## TEXT UNDER STUDY
▽

Where were the ghosts? Or the water, for that matter?
A lot of games are out there to wind players up to the max, and Paranautical Activity is one of those.
This Digerati title developed by Code Avarice is a first-person shooter which is presented in a pretty unique pixelated format. Each level is set across a labyrinth of rooms, and it’s your objective to shoot and destroy just about every sign of life that you can see.
The layout of the rooms should be unique each time – you might find yourself in a position where you only have one room to choose to assault next, whereas on other occasions that can be as many as three. Prior to each level, you’re offered a choice of weapon layouts, from shotguns to explosives to a crossbow called the David Bowie, for some reason. The explosive choices didn’t seem to offer as much potency as the shotgun, for some reason. Fortunately, you also have a sub-weapon at your disposal if things get a little hairy.
Get killed once and that’s it; it’s the dreaded game over screen. And it’s a problem – you can find yourself getting overwhelmed almost immediately after first entering a room, particularly those which offer a generous helping of enemies, and the weapon effectiveness just isn’t where it needs to be for that sharpshooter-marksman feeling that is needed when your objective is to dash from room to room and take out everything in sight. A lot of enemies will fire guns in your direction, making the better-in-close-range shotgun a lot less effective, but strafing through the gunfire will result in you taking damage even if you thought you’d managed to fit through a gap.
Adjusting your line of sight to find the enemies is also a problem, as you’ll see them approach and go around or over you, only for you to turn around and find no sign of them. It doesn’t help that the weapon performance is on the whole so lame, as you see shots which just should not miss sail wide of the mark. Boss fights are just silly – you can’t possibly get away fast enough to safely shoot and run, and shooting from afar is a pain too when your shots miss and enemies can get you from anywhere.
It’s quite easily to compare the game visually to Minecraft and all of it’s spin-off titles. What isn’t quite as obvious is why the developers chose to make the game so dark. It detracts from the personality, and while it may have been the intention to make each room feel intimidating, it has the effect of making you not want to go into the rooms rather than wanting to rise to a challenge. With enemies on the whole a similar colour to the surroundings too, you’ll need to properly check each room to make sure there’s nothing left before progressing onwards.
The quantum of solace in making things at least a little interesting are the achievements, and again the challenge level is high. From finishing rooms without taking damage to beating any mode without taking any items, there are at least some unlockables to satiate your sadistic efforts, but some of them don’t offer a reward whatsoever!
Paranautical Activity is a ‘game over’ game of the unfair variety. Hold out for a sale price on this.
Small, dark and not very handsome, Paranautical Activity is a disappointment. Lame weapons, poor controls and a lack of personality nip this one in the bud.

△

## COLLECTED DATA

▽

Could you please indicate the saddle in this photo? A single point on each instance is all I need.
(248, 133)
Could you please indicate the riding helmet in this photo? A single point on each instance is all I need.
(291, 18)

△

## WHAT TO DO
1 – In the Paranautical Activity review, rewrite the paragraph beginning "The layout of the rooms should be unique each time" more briefly, keeping its main facts.
2 – Write out the Paranautical Activity review from "The quantum of" to "price on this.", word for word.

## SOLUTIONS
1 – Room layouts should differ each time, with one to three rooms to choose from for the next assault. Before each level, you pick a weapon layout, such as shotguns, explosives, or a crossbow called the David Bowie. The explosives seemed less potent than the shotgun. A sub-weapon is also available if things get difficult.

2 –
The quantum of solace in making things at least a little interesting are the achievements, and again the challenge level is high. From finishing rooms without taking damage to beating any mode without taking any items, there are at least some unlockables to satiate your sadistic efforts, but some of them don’t offer a reward whatsoever!
Paranautical Activity is a ‘game over’ game of the unfair variety. Hold out for a sale price on this.